● **TO DO**:
A. According to the patch email, at what level is the L2 cache on POWER10 systems?
B. Reproduce the part of the patch email between "790a166 powerpc/smp: Parse" and "Level Cache (LLC).", inclusive.

● **SOURCE EXCERPT**:
** BEGIN **
[<prev] [next>] [thread-next>] [day] [month] [year] [list]
Message-Id: <1617341874-1205-1-git-send-email-ego@linux.vnet.ibm.com>
Date: Fri, 2 Apr 2021 11:07:54 +0530
From: "Gautham R. Shenoy" <ego@...ux.vnet.ibm.com>
To: Michael Ellerman <mpe@...erman.id.au>,
Michael Neuling <mikey@...ling.org>,
Mel Gorman <mgorman@...hsingularity.net>,
Rik van Riel <riel@...riel.com>,
Srikar Dronamraju <srikar@...ux.vnet.ibm.com>,
Valentin Schneider <valentin.schneider@....com>,
Vincent Guittot <vincent.guittot@...aro.org>,
Dietmar Eggemann <dietmar.eggemann@....com>,
Nicholas Piggin <npiggin@...il.com>,
Anton Blanchard <anton@...abs.org>,
Parth Shah <parth@...ux.ibm.com>,
Vaidyanathan Srinivasan <svaidy@...ux.vnet.ibm.com>
Cc: LKML <linux-kernel@...r.kernel.org>, linuxppc-dev@...ts.ozlabs.org,
"Gautham R. Shenoy" <ego@...ux.vnet.ibm.com>
Subject: [RFC/PATCH] powerpc/smp: Add SD_SHARE_PKG_RESOURCES flag to MC sched-domain
From: "Gautham R. Shenoy" <ego@...ux.vnet.ibm.com>
On POWER10 systems, the L2 cache is at the SMT4 small core level. The
following commits ensure that L2 cache gets correctly discovered and
the Last-Level-Cache domain (LLC) is set to the SMT sched-domain.
790a166 powerpc/smp: Parse ibm,thread-groups with multiple properties
1fdc1d6 powerpc/smp: Rename cpu_l1_cache_map as thread_group_l1_cache_map
fbd2b67 powerpc/smp: Rename init_thread_group_l1_cache_map() to make
it generic
538abe powerpc/smp: Add support detecting thread-groups sharing L2 cache
0be4763 powerpc/cacheinfo: Print correct cache-sibling map/list for L2 cache
However, with the LLC now on the SMT sched-domain, we are seeing some
regressions in the performance of applications that requires
single-threaded performance. The reason for this is as follows:
Prior to the change (we call this P9-sched below), the sched-domain
hierarchy was:
SMT (SMT4) --> CACHE (SMT8)[LLC] --> MC (Hemisphere) --> DIE
where the CACHE sched-domain is defined to be the Last Level Cache (LLC).
** END **
● **DATA SHOWN**:
** BEGIN **
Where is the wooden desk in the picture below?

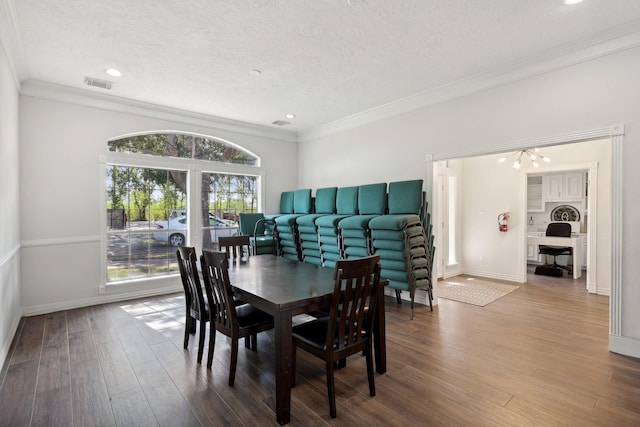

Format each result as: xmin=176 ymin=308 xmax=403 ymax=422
xmin=229 ymin=255 xmax=387 ymax=424
xmin=527 ymin=236 xmax=584 ymax=279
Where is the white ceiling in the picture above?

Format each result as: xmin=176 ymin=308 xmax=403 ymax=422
xmin=6 ymin=0 xmax=640 ymax=132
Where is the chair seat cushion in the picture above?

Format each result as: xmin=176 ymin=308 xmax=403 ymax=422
xmin=369 ymin=215 xmax=420 ymax=230
xmin=316 ymin=215 xmax=349 ymax=228
xmin=338 ymin=215 xmax=377 ymax=230
xmin=292 ymin=317 xmax=329 ymax=350
xmin=236 ymin=304 xmax=273 ymax=328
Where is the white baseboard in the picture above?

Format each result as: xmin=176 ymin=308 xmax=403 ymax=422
xmin=609 ymin=335 xmax=640 ymax=359
xmin=22 ymin=285 xmax=183 ymax=316
xmin=0 ymin=316 xmax=20 ymax=372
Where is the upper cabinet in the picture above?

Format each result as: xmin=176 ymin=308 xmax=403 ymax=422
xmin=542 ymin=172 xmax=584 ymax=202
xmin=527 ymin=175 xmax=544 ymax=212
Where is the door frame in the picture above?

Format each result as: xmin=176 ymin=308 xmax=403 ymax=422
xmin=425 ymin=124 xmax=633 ymax=354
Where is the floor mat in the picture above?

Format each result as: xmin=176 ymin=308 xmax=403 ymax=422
xmin=436 ymin=276 xmax=520 ymax=307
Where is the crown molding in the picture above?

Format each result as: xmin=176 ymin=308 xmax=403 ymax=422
xmin=0 ymin=0 xmax=29 ymax=88
xmin=20 ymin=80 xmax=298 ymax=143
xmin=298 ymin=21 xmax=640 ymax=142
xmin=431 ymin=124 xmax=624 ymax=162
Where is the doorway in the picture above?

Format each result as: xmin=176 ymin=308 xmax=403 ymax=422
xmin=433 ymin=138 xmax=612 ymax=295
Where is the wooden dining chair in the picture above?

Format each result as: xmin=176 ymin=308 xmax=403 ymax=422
xmin=292 ymin=255 xmax=380 ymax=418
xmin=200 ymin=249 xmax=273 ymax=386
xmin=218 ymin=236 xmax=251 ymax=262
xmin=176 ymin=246 xmax=210 ymax=363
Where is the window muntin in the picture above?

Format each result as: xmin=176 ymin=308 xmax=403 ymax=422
xmin=108 ymin=133 xmax=258 ymax=166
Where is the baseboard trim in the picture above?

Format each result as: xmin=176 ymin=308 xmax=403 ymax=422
xmin=0 ymin=316 xmax=20 ymax=383
xmin=609 ymin=335 xmax=640 ymax=359
xmin=22 ymin=285 xmax=183 ymax=316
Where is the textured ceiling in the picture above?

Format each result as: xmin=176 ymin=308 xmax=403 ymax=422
xmin=10 ymin=0 xmax=640 ymax=131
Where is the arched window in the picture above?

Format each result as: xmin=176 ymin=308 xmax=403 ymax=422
xmin=108 ymin=133 xmax=259 ymax=166
xmin=104 ymin=132 xmax=261 ymax=284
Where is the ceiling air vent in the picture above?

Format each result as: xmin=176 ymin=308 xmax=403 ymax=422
xmin=84 ymin=77 xmax=113 ymax=90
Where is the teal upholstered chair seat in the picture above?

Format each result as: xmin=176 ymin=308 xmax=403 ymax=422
xmin=275 ymin=189 xmax=312 ymax=261
xmin=239 ymin=213 xmax=275 ymax=255
xmin=369 ymin=180 xmax=433 ymax=317
xmin=338 ymin=183 xmax=387 ymax=258
xmin=296 ymin=187 xmax=338 ymax=265
xmin=315 ymin=187 xmax=358 ymax=268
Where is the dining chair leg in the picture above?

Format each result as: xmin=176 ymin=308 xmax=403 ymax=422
xmin=365 ymin=341 xmax=376 ymax=397
xmin=198 ymin=320 xmax=207 ymax=363
xmin=291 ymin=345 xmax=296 ymax=388
xmin=207 ymin=324 xmax=216 ymax=369
xmin=183 ymin=313 xmax=191 ymax=350
xmin=326 ymin=360 xmax=337 ymax=418
xmin=229 ymin=338 xmax=238 ymax=387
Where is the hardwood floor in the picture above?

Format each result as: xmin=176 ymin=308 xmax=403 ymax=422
xmin=0 ymin=275 xmax=640 ymax=426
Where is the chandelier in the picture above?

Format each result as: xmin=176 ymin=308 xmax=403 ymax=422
xmin=498 ymin=148 xmax=551 ymax=169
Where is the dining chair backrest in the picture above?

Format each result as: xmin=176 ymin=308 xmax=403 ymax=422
xmin=545 ymin=222 xmax=571 ymax=237
xmin=218 ymin=236 xmax=251 ymax=261
xmin=200 ymin=249 xmax=238 ymax=334
xmin=176 ymin=246 xmax=207 ymax=320
xmin=326 ymin=255 xmax=380 ymax=352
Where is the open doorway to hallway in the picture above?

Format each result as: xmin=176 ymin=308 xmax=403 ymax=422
xmin=433 ymin=139 xmax=612 ymax=295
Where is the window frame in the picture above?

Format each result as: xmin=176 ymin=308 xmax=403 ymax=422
xmin=98 ymin=131 xmax=265 ymax=294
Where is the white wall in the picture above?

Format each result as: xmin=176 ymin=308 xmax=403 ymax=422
xmin=461 ymin=140 xmax=611 ymax=295
xmin=299 ymin=48 xmax=640 ymax=356
xmin=0 ymin=44 xmax=21 ymax=366
xmin=18 ymin=91 xmax=298 ymax=314
xmin=459 ymin=155 xmax=527 ymax=282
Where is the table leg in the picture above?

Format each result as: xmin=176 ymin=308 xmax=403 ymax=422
xmin=373 ymin=286 xmax=387 ymax=374
xmin=274 ymin=310 xmax=295 ymax=424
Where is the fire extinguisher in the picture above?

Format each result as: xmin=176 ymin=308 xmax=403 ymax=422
xmin=498 ymin=212 xmax=509 ymax=233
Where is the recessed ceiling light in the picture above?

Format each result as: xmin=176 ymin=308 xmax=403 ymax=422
xmin=105 ymin=68 xmax=122 ymax=77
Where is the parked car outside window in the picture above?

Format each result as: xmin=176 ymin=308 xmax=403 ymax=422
xmin=153 ymin=214 xmax=238 ymax=246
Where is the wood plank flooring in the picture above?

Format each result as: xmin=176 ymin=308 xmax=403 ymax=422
xmin=0 ymin=275 xmax=640 ymax=427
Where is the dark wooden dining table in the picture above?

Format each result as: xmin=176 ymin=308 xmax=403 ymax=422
xmin=229 ymin=255 xmax=387 ymax=424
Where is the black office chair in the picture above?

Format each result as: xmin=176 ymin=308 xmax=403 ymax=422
xmin=538 ymin=222 xmax=573 ymax=276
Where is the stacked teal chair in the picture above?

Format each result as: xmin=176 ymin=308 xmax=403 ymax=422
xmin=275 ymin=189 xmax=312 ymax=261
xmin=296 ymin=187 xmax=338 ymax=265
xmin=369 ymin=180 xmax=433 ymax=319
xmin=338 ymin=183 xmax=387 ymax=258
xmin=316 ymin=187 xmax=358 ymax=268
xmin=238 ymin=212 xmax=276 ymax=255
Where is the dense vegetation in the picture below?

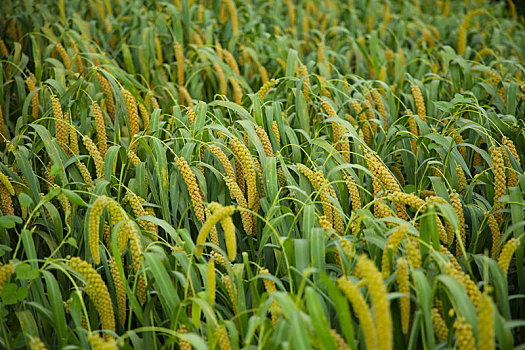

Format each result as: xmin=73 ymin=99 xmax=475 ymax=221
xmin=0 ymin=0 xmax=525 ymax=350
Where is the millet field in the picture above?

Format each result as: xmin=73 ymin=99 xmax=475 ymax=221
xmin=0 ymin=0 xmax=525 ymax=350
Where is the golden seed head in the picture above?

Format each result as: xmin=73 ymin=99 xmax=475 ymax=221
xmin=228 ymin=76 xmax=243 ymax=105
xmin=431 ymin=307 xmax=448 ymax=342
xmin=56 ymin=43 xmax=73 ymax=73
xmin=255 ymin=125 xmax=274 ymax=157
xmin=87 ymin=333 xmax=118 ymax=350
xmin=382 ymin=224 xmax=408 ymax=279
xmin=0 ymin=262 xmax=15 ymax=293
xmin=357 ymin=255 xmax=393 ymax=350
xmin=257 ymin=79 xmax=278 ymax=101
xmin=410 ymin=85 xmax=427 ymax=121
xmin=88 ymin=196 xmax=108 ymax=265
xmin=108 ymin=259 xmax=126 ymax=325
xmin=478 ymin=294 xmax=496 ymax=350
xmin=388 ymin=191 xmax=426 ymax=210
xmin=485 ymin=212 xmax=501 ymax=259
xmin=216 ymin=324 xmax=232 ymax=350
xmin=396 ymin=257 xmax=410 ymax=334
xmin=67 ymin=257 xmax=115 ymax=340
xmin=222 ymin=49 xmax=240 ymax=75
xmin=454 ymin=317 xmax=476 ymax=350
xmin=196 ymin=202 xmax=235 ymax=257
xmin=498 ymin=238 xmax=520 ymax=275
xmin=82 ymin=135 xmax=104 ymax=179
xmin=51 ymin=95 xmax=69 ymax=153
xmin=96 ymin=72 xmax=115 ymax=121
xmin=337 ymin=277 xmax=378 ymax=349
xmin=450 ymin=190 xmax=467 ymax=258
xmin=175 ymin=157 xmax=205 ymax=222
xmin=121 ymin=89 xmax=140 ymax=144
xmin=29 ymin=337 xmax=46 ymax=350
xmin=173 ymin=42 xmax=184 ymax=86
xmin=91 ymin=101 xmax=108 ymax=158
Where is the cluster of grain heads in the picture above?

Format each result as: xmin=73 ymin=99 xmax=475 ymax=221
xmin=29 ymin=337 xmax=47 ymax=350
xmin=337 ymin=277 xmax=378 ymax=349
xmin=51 ymin=95 xmax=69 ymax=153
xmin=87 ymin=333 xmax=118 ymax=350
xmin=454 ymin=317 xmax=476 ymax=350
xmin=108 ymin=259 xmax=126 ymax=324
xmin=82 ymin=135 xmax=104 ymax=179
xmin=396 ymin=257 xmax=410 ymax=334
xmin=197 ymin=202 xmax=237 ymax=260
xmin=67 ymin=257 xmax=115 ymax=340
xmin=478 ymin=293 xmax=496 ymax=350
xmin=0 ymin=0 xmax=525 ymax=349
xmin=356 ymin=255 xmax=393 ymax=350
xmin=490 ymin=146 xmax=507 ymax=223
xmin=382 ymin=224 xmax=408 ymax=279
xmin=498 ymin=238 xmax=520 ymax=275
xmin=0 ymin=262 xmax=15 ymax=293
xmin=175 ymin=157 xmax=205 ymax=222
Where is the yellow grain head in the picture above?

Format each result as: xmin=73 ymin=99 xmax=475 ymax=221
xmin=26 ymin=73 xmax=40 ymax=120
xmin=175 ymin=157 xmax=205 ymax=222
xmin=0 ymin=39 xmax=9 ymax=57
xmin=56 ymin=43 xmax=73 ymax=74
xmin=67 ymin=257 xmax=115 ymax=340
xmin=82 ymin=135 xmax=104 ymax=179
xmin=450 ymin=190 xmax=467 ymax=258
xmin=224 ymin=176 xmax=252 ymax=235
xmin=87 ymin=333 xmax=118 ymax=350
xmin=477 ymin=294 xmax=496 ymax=350
xmin=121 ymin=89 xmax=140 ymax=144
xmin=108 ymin=259 xmax=126 ymax=325
xmin=221 ymin=216 xmax=237 ymax=261
xmin=396 ymin=258 xmax=410 ymax=334
xmin=257 ymin=79 xmax=278 ymax=101
xmin=226 ymin=0 xmax=239 ymax=36
xmin=410 ymin=85 xmax=427 ymax=121
xmin=29 ymin=337 xmax=46 ymax=350
xmin=97 ymin=72 xmax=115 ymax=122
xmin=357 ymin=255 xmax=393 ymax=350
xmin=196 ymin=202 xmax=235 ymax=257
xmin=230 ymin=139 xmax=259 ymax=209
xmin=490 ymin=146 xmax=507 ymax=222
xmin=228 ymin=76 xmax=243 ymax=104
xmin=125 ymin=220 xmax=146 ymax=304
xmin=206 ymin=257 xmax=217 ymax=307
xmin=431 ymin=307 xmax=448 ymax=342
xmin=498 ymin=238 xmax=519 ymax=275
xmin=454 ymin=317 xmax=476 ymax=350
xmin=337 ymin=277 xmax=378 ymax=349
xmin=255 ymin=125 xmax=274 ymax=157
xmin=272 ymin=120 xmax=281 ymax=146
xmin=51 ymin=95 xmax=69 ymax=153
xmin=215 ymin=324 xmax=232 ymax=350
xmin=88 ymin=196 xmax=107 ymax=265
xmin=222 ymin=49 xmax=240 ymax=75
xmin=173 ymin=42 xmax=184 ymax=86
xmin=0 ymin=262 xmax=15 ymax=293
xmin=91 ymin=101 xmax=108 ymax=158
xmin=485 ymin=212 xmax=501 ymax=259
xmin=382 ymin=225 xmax=408 ymax=279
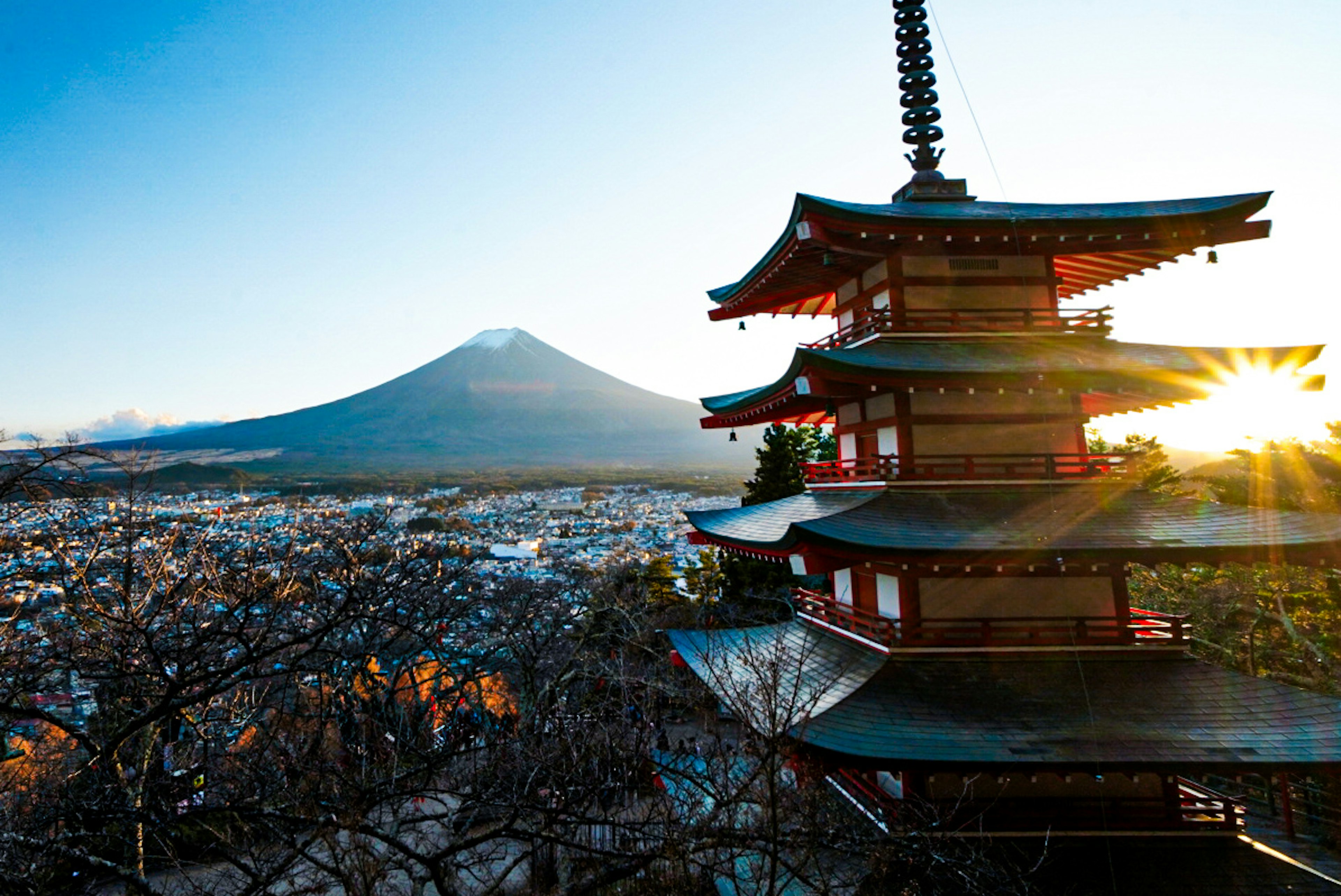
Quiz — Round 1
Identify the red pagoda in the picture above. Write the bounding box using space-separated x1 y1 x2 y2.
670 0 1341 893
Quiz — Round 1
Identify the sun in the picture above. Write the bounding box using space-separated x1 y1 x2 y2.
1100 359 1328 452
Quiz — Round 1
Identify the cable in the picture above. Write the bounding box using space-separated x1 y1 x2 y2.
926 0 1018 205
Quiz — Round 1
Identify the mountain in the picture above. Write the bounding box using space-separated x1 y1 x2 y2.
102 329 754 469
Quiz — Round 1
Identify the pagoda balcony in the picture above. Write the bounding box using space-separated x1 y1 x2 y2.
800 453 1141 488
791 587 1189 652
805 306 1113 349
826 769 1246 833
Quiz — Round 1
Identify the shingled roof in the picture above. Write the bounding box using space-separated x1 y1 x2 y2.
708 193 1271 319
685 484 1341 563
701 337 1324 425
669 621 1341 773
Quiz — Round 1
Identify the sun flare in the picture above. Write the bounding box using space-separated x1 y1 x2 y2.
1101 359 1326 451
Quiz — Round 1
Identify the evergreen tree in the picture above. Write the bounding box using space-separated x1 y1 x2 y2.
1085 429 1187 495
684 547 721 602
721 423 838 610
740 423 838 506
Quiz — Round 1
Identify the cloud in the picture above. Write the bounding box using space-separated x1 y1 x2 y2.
79 408 224 441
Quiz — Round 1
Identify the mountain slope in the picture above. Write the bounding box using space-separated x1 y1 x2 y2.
105 329 751 468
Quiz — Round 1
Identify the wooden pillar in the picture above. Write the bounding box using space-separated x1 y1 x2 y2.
1279 771 1294 840
894 389 917 473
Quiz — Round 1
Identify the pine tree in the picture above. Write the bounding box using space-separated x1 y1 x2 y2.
721 423 838 609
1085 429 1187 495
684 547 721 602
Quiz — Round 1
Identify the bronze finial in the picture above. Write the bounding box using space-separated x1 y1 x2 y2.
** END **
● **RESPONSES**:
A. At the SMT4 small core level.

B.
790a166 powerpc/smp: Parse ibm,thread-groups with multiple properties
1fdc1d6 powerpc/smp: Rename cpu_l1_cache_map as thread_group_l1_cache_map
fbd2b67 powerpc/smp: Rename init_thread_group_l1_cache_map() to make
it generic
538abe powerpc/smp: Add support detecting thread-groups sharing L2 cache
0be4763 powerpc/cacheinfo: Print correct cache-sibling map/list for L2 cache
However, with the LLC now on the SMT sched-domain, we are seeing some
regressions in the performance of applications that requires
single-threaded performance. The reason for this is as follows:
Prior to the change (we call this P9-sched below), the sched-domain
hierarchy was:
SMT (SMT4) --> CACHE (SMT8)[LLC] --> MC (Hemisphere) --> DIE
where the CACHE sched-domain is defined to be the Last Level Cache (LLC).